Book Review - Evolution: What the Fossils Say and Why It Matters
In honor of Darwin Day, I figured that I'd post an entry related to evolution. Here is my review of Evolution: What the Fossils Say and Why It Matters, written by Donald Prothero, Ph.D. Let me say right at the beginning that the book was very good, and that I recommend it.
The title of the book is a bit misleading, in that it leaves out a major theme that was covered. A good portion in the beginning of the book is spent debunking creationism. Perhaps some readers are aware of Duane Gish's Evolution? the Fossils Say No!, and so notice the play on words and realize that Prothero's book was partly in response to Gish. For others (such as me before I read the book), the allusion isn't so obvious. In any case, Prothero devoted a good bit of space to pointing out the errors in many creationist arguments, including a detailed explanation on how the Grand Canyon was formed through slow geological processes and not through a catastrophic flood, along with the evidence on how we know this.

- - - - -

[EXERCISE INSTRUCTIONS]
1. In the book review, which landform does Prothero explain was shaped by slow geological processes rather than a catastrophic flood?
2. Pick up the book review after its final sentence and carry it on.

[STORED DATA]
- - - - -

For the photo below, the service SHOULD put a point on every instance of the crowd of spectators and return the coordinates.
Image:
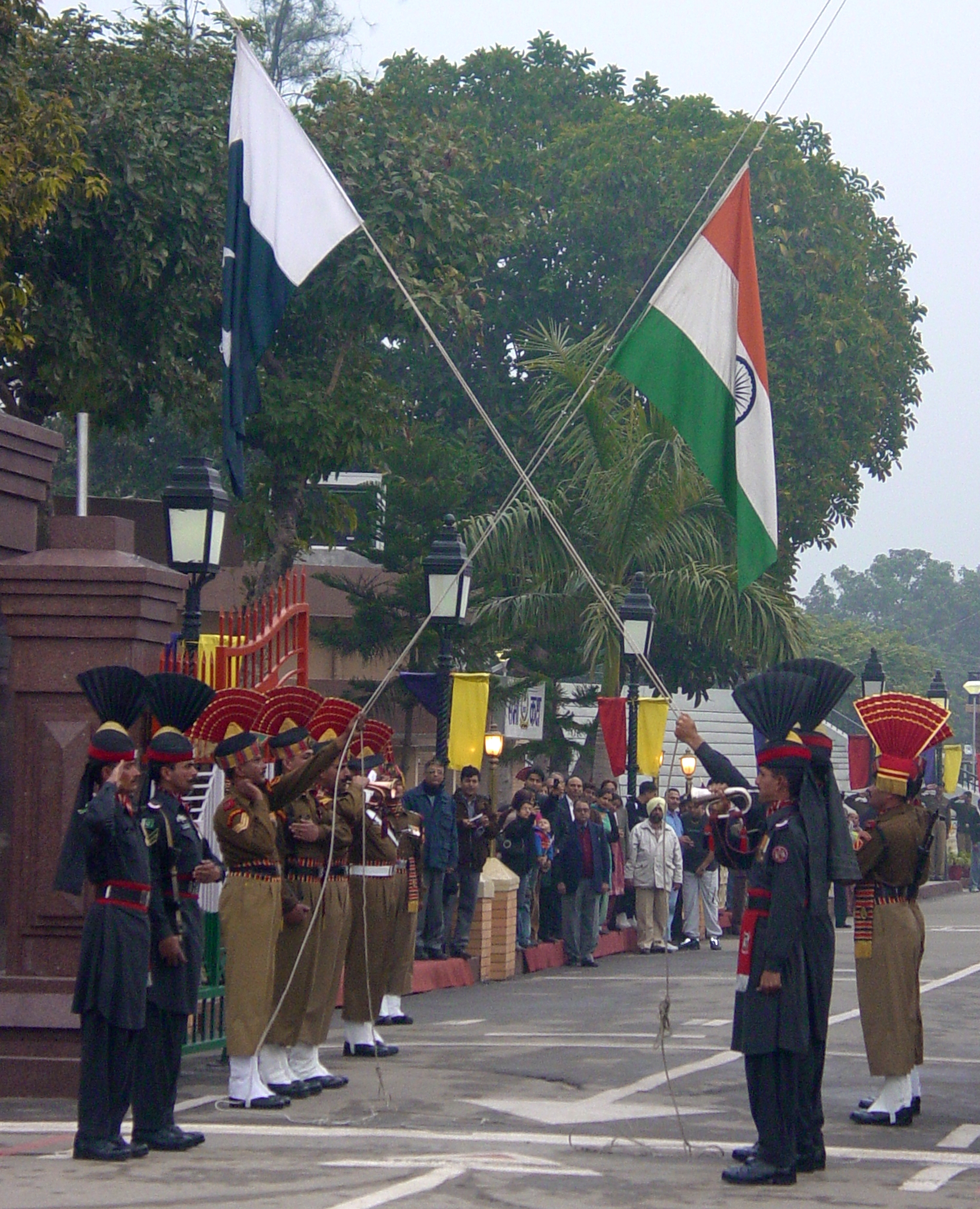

- - - - -

[PER-TASK ANSWERS]
1. The Grand Canyon.

2.
Also in the beginning of the book, Prothero spent some time explaining science & paleontology, which is what you'd expect for a book intended for a lay audience. His explanation of cladistics was very good.
Finally, on page 145, Prothero started Part II, which presented the evidence and explanations of the history of life on this planet. He started right from the beginning, with a few theories on abiogenesis. Consequently, his first chapter from Part II didn't really have any fossil evidence. As soon as he progressed in time to when organsims developed hard parts that could fossilize, the book finally lived up to its name. He tried to cover a little bit of everything, from pre-cambrian single celled organsims, on up to very recent mammalian evolution. Obviously, with a 400 page book trying to cover that much territory, he couldn't go in depth into any particular topic, but he did give a very good overview. He did tend to cover vertebrates in more detail than any other lineage, but I suppose that's because that's what most readers would be most interested in.
Since the book was about fossil evidence, it included a great deal of photos and drawings of fossils. To give a sense on what was in the book, below is one of my favorite figures, illustrating the transition from seal-like mammals to walruses. (I apologize for the poor quality of these images, especially along the edges, but I wasn't about to ruin the binding on my book just to make it lay flat in the scanner.)
Another good example of the way fossils were presented is the figure below, showing the homology between non-avian dinosaurs and birds.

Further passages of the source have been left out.